* [Task goal]: In the records that follow, find each line with "below" and pull it out.

* [Provided data]:
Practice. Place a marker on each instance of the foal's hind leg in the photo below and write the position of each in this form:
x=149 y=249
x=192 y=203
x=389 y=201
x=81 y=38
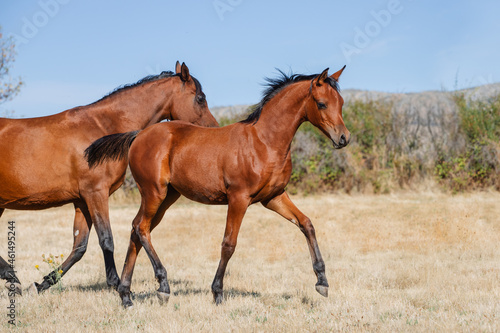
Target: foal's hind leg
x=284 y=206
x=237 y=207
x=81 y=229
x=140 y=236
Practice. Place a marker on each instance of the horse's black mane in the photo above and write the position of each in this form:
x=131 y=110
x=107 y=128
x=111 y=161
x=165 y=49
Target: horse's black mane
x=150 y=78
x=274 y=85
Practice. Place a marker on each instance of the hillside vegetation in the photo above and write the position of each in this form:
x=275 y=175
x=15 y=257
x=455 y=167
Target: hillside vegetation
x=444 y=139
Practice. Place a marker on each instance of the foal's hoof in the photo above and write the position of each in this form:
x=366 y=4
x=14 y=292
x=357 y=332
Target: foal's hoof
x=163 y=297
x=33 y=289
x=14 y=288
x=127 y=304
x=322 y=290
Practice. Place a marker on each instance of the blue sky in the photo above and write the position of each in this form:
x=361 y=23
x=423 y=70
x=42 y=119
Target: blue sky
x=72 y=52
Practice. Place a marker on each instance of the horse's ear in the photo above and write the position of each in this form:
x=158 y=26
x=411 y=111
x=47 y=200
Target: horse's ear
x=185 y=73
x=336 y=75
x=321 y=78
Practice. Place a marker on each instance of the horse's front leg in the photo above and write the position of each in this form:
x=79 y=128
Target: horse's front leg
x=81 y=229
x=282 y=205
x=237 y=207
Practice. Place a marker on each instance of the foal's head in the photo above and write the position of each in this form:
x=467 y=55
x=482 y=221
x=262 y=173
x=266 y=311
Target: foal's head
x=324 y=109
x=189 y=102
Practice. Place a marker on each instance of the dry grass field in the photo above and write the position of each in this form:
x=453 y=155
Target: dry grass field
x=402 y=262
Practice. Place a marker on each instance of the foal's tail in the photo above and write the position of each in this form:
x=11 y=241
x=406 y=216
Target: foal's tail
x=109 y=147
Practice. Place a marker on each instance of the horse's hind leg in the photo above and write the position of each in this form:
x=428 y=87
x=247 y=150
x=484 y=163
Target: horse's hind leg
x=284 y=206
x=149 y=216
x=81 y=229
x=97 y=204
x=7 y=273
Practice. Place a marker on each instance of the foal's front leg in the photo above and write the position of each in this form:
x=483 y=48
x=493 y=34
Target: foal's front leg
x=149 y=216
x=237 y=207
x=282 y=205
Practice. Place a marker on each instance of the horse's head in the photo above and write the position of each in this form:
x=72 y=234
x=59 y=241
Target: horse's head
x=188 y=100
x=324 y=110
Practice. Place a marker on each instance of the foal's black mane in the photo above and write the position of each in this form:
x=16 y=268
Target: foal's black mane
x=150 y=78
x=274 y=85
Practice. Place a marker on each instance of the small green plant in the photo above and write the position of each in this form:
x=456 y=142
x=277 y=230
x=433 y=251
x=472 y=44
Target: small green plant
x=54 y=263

...

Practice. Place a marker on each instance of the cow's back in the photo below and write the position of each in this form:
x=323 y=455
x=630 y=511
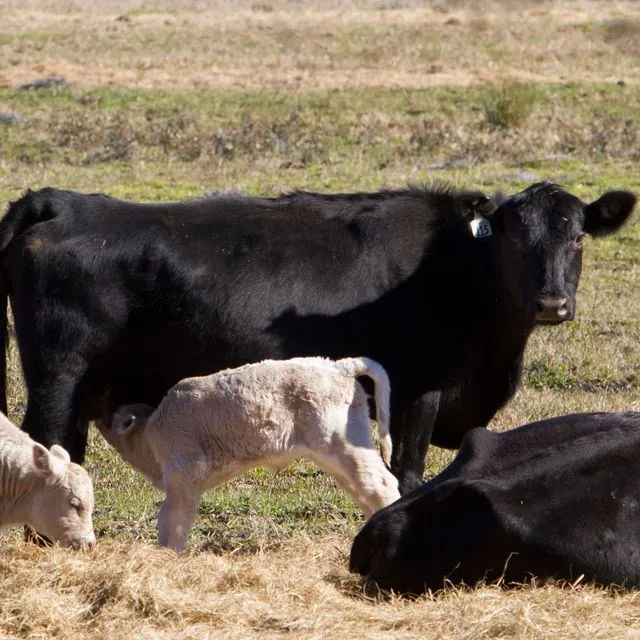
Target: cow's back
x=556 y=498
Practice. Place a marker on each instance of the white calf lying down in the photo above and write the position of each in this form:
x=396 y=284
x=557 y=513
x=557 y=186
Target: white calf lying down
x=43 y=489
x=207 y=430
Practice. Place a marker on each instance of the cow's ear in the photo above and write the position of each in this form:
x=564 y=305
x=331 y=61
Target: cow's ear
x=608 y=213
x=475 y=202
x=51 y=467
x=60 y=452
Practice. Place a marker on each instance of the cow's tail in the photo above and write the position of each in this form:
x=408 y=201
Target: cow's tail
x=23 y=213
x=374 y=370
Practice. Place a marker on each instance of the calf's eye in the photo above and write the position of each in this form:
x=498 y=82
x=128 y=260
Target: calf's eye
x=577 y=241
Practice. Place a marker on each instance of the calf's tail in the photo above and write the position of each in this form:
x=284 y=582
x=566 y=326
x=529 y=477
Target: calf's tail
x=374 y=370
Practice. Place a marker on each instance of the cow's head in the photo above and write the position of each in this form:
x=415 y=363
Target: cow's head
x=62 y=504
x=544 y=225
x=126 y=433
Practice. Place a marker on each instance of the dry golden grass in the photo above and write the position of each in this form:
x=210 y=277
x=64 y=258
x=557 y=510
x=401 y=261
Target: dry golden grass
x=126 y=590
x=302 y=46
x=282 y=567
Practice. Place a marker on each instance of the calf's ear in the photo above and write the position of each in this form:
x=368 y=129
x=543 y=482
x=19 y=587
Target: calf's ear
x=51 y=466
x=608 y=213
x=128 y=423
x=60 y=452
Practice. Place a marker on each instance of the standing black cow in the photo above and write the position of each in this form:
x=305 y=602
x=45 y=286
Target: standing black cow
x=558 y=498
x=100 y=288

* [Exercise answer]:
Practice. Place a marker on each instance of the foal's hind leg in the photo below and write the position of each in this form:
Practice. Place a marker on each instance of the cow's back in the photo below and write the position of each in this form:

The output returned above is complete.